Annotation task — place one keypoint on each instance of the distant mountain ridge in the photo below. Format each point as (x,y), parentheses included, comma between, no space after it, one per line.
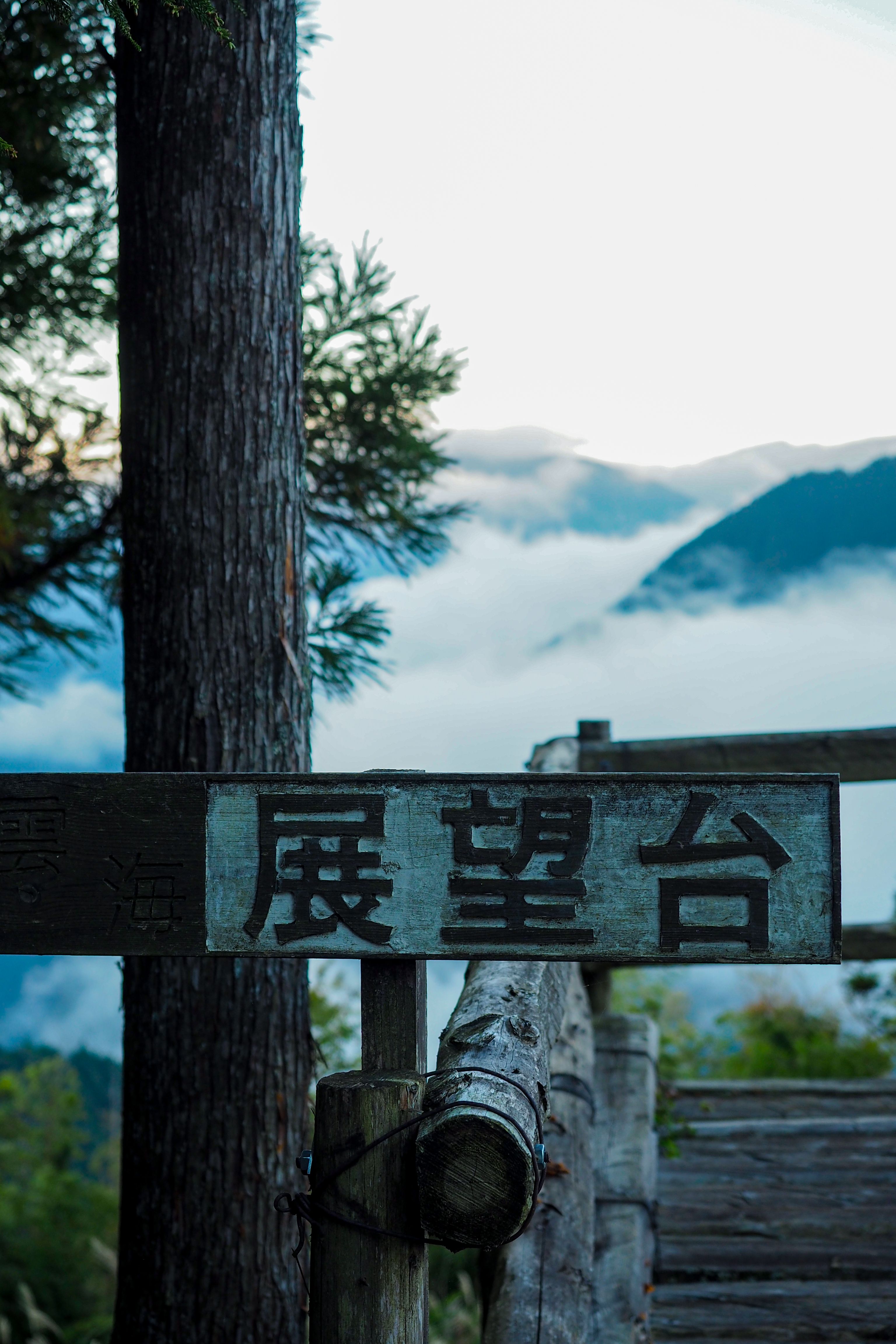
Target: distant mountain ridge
(797,529)
(535,483)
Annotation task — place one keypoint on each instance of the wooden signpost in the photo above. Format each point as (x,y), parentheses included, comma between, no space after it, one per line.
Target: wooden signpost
(637,869)
(524,874)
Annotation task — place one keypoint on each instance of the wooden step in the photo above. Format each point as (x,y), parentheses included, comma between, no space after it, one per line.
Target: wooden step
(776,1312)
(784,1099)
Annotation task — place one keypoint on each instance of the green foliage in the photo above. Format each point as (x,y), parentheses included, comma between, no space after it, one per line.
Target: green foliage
(58,526)
(455,1298)
(774,1037)
(684,1050)
(874,1000)
(57,1225)
(373,370)
(335,1023)
(57,112)
(343,635)
(780,1038)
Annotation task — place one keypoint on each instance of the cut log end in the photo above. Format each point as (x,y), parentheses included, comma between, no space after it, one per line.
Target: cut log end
(476,1179)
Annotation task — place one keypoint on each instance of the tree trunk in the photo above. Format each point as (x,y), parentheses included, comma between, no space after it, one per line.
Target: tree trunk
(217,1050)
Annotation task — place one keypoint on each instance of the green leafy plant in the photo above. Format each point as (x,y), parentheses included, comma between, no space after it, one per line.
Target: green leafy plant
(373,370)
(456,1312)
(373,365)
(57,1224)
(58,526)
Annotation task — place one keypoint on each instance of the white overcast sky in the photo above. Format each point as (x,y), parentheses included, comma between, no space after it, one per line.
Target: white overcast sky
(662,226)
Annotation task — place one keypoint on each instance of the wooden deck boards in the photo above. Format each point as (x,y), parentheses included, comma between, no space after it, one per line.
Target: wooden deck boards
(778,1221)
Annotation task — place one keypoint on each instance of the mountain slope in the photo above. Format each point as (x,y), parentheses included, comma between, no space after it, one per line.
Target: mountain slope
(735,479)
(797,529)
(531,482)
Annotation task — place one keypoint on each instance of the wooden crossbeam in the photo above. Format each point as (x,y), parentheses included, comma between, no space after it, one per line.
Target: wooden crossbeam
(855,755)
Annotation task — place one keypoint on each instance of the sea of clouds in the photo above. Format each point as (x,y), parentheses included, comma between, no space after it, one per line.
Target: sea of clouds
(507,643)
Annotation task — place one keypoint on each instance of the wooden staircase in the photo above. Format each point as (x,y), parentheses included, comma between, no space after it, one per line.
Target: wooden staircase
(778,1219)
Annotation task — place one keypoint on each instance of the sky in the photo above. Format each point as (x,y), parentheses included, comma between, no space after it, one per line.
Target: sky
(663,229)
(664,232)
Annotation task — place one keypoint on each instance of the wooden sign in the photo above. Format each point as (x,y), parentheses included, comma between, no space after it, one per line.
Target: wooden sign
(626,869)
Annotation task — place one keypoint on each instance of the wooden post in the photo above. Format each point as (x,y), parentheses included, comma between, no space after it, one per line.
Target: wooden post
(475,1167)
(625,1168)
(370,1288)
(543,1280)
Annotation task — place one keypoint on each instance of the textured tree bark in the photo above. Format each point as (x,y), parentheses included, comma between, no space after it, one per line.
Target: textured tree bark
(217,1050)
(475,1168)
(543,1281)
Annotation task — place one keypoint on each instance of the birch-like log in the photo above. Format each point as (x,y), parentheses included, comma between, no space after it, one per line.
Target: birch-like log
(542,1288)
(475,1167)
(625,1168)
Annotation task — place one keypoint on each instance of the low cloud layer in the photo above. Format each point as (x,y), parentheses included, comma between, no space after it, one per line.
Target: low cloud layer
(76,726)
(68,1003)
(504,646)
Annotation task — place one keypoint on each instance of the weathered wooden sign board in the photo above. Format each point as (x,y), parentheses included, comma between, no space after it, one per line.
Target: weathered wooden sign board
(624,867)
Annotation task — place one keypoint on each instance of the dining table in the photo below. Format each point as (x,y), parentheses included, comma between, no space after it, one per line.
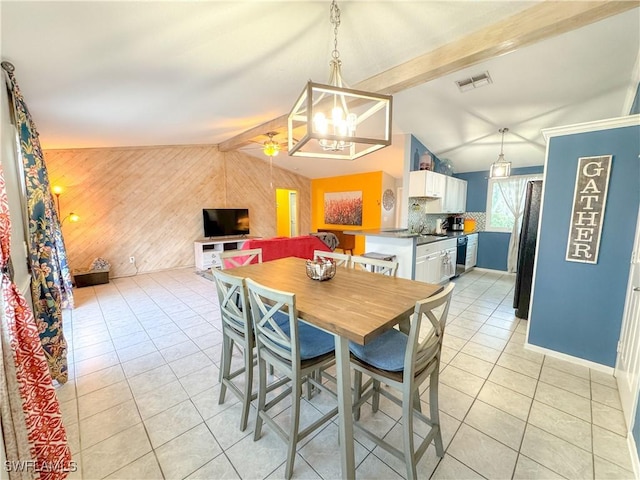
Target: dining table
(355,306)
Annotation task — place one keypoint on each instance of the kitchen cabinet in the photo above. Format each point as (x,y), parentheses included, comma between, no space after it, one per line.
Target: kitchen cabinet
(472,251)
(445,194)
(455,196)
(436,262)
(425,183)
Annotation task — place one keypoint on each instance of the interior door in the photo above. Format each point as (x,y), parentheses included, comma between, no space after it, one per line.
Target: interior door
(628,362)
(293,214)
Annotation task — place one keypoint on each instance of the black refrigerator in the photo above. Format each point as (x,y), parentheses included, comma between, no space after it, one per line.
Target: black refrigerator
(527,248)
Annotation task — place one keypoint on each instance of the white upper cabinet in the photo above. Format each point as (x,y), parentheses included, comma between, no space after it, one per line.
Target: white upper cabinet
(455,197)
(425,183)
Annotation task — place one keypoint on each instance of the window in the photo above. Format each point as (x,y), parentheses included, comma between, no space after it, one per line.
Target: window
(499,216)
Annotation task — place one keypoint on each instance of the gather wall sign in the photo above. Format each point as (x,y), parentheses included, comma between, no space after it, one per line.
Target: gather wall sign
(587,215)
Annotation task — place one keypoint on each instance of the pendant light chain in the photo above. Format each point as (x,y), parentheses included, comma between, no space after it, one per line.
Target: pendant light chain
(502,131)
(334,18)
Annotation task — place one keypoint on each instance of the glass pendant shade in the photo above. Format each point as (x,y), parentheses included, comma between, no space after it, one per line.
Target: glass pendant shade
(500,168)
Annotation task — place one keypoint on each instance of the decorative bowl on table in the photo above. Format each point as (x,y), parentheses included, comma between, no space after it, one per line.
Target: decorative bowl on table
(320,269)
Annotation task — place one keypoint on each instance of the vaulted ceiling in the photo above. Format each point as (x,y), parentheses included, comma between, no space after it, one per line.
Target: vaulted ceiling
(100,74)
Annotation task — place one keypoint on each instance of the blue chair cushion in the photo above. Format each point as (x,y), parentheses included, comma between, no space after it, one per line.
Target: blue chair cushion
(313,341)
(386,352)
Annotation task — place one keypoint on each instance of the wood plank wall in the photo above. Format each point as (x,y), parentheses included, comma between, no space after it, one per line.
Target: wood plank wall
(147,202)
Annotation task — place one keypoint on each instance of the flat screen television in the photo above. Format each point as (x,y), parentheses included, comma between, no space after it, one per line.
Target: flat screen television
(221,222)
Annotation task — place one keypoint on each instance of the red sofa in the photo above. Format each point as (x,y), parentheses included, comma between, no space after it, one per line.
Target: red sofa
(280,247)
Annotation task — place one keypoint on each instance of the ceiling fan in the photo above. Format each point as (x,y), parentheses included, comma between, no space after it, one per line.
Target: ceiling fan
(271,148)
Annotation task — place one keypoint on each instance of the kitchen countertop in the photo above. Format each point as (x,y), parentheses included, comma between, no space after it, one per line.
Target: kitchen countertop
(404,233)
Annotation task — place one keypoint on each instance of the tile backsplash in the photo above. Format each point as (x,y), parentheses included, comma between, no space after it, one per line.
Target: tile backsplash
(426,222)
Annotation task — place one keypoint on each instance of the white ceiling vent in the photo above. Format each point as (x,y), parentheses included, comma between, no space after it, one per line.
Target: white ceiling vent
(476,81)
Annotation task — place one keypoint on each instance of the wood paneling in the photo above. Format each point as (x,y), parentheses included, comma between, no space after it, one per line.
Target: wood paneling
(147,202)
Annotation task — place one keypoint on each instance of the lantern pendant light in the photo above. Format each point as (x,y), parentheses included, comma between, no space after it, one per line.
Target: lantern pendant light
(334,121)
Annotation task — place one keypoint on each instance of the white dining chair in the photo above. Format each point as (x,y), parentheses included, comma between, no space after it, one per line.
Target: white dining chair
(403,362)
(237,330)
(298,351)
(384,267)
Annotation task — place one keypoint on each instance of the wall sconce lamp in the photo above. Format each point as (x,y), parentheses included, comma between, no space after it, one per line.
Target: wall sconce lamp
(73,218)
(57,190)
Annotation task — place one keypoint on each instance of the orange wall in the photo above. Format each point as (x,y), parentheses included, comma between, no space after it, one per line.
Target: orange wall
(371,186)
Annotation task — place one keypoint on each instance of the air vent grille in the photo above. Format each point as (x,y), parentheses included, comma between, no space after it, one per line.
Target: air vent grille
(476,81)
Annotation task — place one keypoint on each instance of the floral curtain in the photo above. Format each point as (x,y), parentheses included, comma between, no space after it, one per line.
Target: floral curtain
(513,192)
(51,279)
(33,432)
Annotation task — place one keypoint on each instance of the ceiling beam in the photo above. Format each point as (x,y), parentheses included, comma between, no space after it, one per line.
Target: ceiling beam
(540,22)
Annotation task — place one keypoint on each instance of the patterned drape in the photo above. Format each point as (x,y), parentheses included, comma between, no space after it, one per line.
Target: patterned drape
(51,279)
(29,406)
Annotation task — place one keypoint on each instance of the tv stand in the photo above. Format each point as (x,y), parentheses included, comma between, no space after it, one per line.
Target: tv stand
(207,250)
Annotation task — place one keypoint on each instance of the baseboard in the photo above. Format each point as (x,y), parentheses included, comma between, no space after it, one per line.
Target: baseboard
(570,358)
(491,270)
(633,452)
(159,270)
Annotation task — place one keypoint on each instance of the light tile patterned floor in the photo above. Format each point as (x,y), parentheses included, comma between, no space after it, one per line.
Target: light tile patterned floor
(141,402)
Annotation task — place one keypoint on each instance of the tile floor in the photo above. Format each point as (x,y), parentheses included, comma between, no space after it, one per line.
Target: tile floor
(141,402)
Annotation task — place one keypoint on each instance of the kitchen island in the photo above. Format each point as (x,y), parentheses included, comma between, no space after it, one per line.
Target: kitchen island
(408,247)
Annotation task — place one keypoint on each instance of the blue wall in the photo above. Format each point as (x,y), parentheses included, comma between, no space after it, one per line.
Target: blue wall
(635,108)
(417,150)
(577,308)
(493,247)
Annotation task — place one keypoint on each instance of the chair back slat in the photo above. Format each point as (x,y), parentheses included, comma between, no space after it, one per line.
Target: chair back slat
(239,258)
(340,259)
(433,311)
(266,305)
(384,267)
(234,306)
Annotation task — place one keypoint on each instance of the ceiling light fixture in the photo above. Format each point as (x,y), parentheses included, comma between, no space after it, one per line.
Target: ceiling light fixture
(334,121)
(271,147)
(501,168)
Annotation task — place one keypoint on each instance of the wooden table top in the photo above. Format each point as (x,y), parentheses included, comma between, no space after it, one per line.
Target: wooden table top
(353,304)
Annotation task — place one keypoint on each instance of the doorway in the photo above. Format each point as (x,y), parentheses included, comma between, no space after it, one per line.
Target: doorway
(286,213)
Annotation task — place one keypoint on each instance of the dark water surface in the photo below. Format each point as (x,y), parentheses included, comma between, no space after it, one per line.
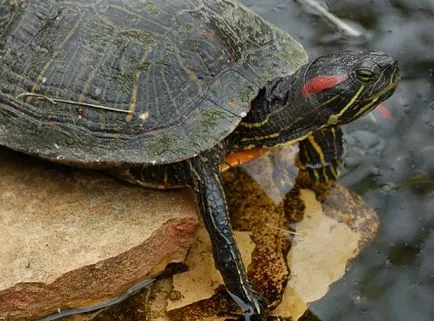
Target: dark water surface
(389,156)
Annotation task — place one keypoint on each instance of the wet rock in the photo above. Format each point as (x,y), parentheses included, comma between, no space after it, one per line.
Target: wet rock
(294,248)
(74,238)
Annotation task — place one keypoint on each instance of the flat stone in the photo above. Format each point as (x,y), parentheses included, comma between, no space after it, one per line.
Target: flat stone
(294,248)
(74,238)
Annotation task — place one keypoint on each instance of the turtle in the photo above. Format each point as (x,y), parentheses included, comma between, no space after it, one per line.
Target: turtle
(161,92)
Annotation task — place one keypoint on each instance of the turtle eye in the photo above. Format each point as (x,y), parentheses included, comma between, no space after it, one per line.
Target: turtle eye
(365,75)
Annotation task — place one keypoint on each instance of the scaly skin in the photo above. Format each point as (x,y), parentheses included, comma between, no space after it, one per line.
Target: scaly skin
(307,107)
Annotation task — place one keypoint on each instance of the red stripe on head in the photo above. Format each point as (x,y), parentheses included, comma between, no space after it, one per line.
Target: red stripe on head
(385,112)
(319,83)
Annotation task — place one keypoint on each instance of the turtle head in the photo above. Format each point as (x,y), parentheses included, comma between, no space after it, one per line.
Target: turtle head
(349,84)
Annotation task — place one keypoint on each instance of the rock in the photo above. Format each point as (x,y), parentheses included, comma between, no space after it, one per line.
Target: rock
(74,238)
(293,245)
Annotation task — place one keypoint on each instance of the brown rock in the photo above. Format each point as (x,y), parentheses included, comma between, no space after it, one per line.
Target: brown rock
(73,238)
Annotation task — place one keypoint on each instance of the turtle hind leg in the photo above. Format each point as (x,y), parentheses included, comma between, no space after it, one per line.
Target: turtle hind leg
(206,181)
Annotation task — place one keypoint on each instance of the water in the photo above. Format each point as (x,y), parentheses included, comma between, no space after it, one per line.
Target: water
(388,155)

*Goal*: Pull out every line from the one with "the turtle eye" to the end of the listing, and output only those.

*Solved exercise*:
Annotation task — place one keypoint on each instance of the turtle eye in the photo above. Format each point as (x,y), parentheses included, comma between, no space after it, one per line.
Target: turtle eye
(365,75)
Annotation task — place one keypoint on each instance of the scaly skin in the photo above. Format each point as (x,y), parentheses included, comma between, no space after it, one per line.
Target: scaly skin
(307,107)
Annotation task — place one keypoint on each instance of the red stripe on head in the photo above. Format each point as (x,y), parentheses included, comma between, no space after it, one per line.
Target: red stripe on head
(385,112)
(319,83)
Annotation task — place one keypoint on each instance of the turtle head in the photo above. Format each point as (x,y), parentheses included, comma between, no space after it, one per line.
Target: turtle head
(349,84)
Annotation task — place one keypoint on each instance of the rock in the photo above. Format each point as (x,y), parentheses included, comma between, no space after it, one per line.
Target: rock
(74,238)
(293,245)
Annotation task — place one keypoint on each instance of the brown rock in the photo above. Format each point as (x,y), parentheses included, comma between, no space after it, one per line.
Target: brown rock
(73,238)
Annotation task — place one keypoint on each instance of the turtle hind leg in the photo above. Format each point as (x,y), parentheses included, comma between, no space after it, one per line.
Target: turtle hind leg
(206,181)
Annotation task — place one keypoint on each instance of the water in the photo above. Format each point as (x,y), parentheses included, comma between, no space after it, one per line.
Target: water
(388,155)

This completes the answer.